INSTRUCTIONS TO FOLLOW - Gather every line of the rows below that contains the word "dancer" and copy each one in full.

MATERIAL PROVIDED -
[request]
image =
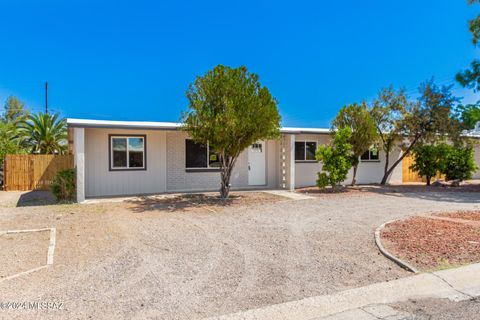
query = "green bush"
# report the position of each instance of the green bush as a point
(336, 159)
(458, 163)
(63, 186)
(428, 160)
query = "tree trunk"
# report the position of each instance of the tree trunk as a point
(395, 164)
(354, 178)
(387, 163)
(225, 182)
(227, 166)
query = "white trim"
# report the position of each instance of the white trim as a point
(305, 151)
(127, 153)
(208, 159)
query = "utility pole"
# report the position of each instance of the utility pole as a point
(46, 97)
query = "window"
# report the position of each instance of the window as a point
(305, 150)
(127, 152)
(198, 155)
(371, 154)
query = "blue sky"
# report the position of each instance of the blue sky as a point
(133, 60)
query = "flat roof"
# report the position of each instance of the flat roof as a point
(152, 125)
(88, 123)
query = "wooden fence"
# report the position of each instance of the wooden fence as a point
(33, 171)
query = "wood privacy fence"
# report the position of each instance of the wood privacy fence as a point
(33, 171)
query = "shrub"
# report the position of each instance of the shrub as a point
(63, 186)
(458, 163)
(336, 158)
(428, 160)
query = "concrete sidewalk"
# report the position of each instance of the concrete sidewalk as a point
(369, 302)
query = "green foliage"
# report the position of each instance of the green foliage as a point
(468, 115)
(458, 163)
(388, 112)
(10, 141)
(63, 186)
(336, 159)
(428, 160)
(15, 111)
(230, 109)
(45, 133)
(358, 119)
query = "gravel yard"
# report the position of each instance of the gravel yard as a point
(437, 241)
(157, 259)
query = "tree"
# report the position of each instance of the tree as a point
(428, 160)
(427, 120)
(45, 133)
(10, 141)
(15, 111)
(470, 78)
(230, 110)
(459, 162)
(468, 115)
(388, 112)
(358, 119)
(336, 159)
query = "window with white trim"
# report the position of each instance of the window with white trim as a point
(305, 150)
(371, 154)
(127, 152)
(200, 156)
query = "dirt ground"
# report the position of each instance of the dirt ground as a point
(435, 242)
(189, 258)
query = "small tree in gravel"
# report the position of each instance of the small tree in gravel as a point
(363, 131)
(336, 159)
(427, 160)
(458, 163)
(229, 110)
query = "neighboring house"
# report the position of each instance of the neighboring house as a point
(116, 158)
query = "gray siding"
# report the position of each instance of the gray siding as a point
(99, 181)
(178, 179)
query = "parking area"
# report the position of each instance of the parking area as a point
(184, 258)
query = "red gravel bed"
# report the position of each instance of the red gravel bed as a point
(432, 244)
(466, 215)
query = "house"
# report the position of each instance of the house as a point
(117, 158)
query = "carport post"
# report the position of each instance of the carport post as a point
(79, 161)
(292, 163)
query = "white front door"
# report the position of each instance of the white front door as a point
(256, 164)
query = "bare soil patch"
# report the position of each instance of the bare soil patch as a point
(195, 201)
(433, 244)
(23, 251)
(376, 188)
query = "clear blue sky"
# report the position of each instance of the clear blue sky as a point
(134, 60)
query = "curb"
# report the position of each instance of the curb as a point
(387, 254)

* * *

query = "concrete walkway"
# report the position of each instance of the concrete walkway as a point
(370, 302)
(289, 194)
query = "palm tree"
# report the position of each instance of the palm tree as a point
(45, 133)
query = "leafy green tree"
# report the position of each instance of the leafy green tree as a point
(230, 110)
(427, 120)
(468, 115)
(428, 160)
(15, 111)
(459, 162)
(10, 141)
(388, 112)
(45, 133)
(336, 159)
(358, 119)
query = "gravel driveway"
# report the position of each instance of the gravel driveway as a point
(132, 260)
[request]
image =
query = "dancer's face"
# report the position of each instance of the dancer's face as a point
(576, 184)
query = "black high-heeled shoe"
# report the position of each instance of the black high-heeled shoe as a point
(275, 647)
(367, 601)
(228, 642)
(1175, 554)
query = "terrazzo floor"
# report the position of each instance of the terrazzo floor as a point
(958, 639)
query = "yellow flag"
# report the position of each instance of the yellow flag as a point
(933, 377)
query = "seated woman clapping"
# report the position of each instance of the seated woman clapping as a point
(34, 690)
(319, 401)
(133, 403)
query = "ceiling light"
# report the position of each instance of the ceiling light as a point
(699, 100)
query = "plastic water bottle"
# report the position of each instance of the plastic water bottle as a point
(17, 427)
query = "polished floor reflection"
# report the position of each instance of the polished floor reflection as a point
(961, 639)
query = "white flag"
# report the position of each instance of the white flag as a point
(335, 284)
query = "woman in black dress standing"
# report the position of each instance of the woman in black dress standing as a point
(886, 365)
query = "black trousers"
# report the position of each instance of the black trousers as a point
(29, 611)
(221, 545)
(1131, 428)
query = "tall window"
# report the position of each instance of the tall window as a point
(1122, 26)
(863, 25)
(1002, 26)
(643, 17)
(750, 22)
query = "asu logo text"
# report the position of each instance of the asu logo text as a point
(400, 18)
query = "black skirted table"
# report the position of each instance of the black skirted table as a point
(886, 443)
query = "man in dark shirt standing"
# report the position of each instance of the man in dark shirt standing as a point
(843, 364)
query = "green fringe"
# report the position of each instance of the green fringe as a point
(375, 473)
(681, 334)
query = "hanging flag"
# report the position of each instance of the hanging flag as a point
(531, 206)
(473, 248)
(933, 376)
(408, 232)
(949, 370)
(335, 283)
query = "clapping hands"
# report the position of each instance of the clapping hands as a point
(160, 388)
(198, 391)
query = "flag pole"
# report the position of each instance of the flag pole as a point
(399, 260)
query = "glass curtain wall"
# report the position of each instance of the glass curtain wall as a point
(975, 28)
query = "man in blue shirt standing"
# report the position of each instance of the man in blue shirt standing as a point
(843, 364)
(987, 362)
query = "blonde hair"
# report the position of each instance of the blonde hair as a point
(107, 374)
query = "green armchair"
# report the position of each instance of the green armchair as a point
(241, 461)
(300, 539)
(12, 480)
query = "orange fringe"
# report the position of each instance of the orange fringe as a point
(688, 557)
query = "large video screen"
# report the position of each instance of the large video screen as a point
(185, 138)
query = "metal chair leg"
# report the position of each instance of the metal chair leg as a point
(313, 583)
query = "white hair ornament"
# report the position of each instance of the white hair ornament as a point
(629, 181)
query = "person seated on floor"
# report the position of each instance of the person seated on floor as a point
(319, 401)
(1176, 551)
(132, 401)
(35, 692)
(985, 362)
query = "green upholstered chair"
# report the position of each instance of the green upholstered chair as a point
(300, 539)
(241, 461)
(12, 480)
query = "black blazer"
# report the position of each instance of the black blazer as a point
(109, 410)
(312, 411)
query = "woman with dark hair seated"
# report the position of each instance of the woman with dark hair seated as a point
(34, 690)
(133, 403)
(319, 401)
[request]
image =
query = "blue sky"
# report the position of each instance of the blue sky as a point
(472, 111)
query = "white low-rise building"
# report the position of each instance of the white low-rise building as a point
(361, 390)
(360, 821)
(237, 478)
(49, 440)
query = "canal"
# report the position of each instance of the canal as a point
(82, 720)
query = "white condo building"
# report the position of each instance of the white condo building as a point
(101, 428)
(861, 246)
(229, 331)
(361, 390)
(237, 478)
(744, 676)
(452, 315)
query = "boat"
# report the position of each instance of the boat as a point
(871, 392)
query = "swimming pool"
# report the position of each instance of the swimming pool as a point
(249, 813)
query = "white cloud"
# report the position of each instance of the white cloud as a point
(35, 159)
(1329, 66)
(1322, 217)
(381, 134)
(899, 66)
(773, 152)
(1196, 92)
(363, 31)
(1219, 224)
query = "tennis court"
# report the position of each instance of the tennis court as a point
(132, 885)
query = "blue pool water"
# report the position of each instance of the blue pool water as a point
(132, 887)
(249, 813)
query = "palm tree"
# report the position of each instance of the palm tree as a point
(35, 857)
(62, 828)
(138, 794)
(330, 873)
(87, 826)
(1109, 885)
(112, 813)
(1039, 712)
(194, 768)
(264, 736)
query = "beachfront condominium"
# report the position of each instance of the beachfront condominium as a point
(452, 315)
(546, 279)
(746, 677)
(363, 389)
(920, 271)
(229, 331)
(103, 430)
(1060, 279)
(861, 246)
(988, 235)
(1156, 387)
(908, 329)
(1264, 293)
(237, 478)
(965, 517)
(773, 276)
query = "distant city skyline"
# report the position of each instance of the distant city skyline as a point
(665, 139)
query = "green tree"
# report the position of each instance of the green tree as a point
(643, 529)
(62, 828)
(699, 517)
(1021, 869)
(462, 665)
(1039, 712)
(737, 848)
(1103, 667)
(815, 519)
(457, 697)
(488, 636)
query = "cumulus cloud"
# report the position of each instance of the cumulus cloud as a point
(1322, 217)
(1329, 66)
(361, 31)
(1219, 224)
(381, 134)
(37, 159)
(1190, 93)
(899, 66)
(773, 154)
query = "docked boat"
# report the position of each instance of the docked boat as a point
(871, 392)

CORRECT OUTPUT -
query = "dancer's face"
# report the position of each instance of the dancer's face as a point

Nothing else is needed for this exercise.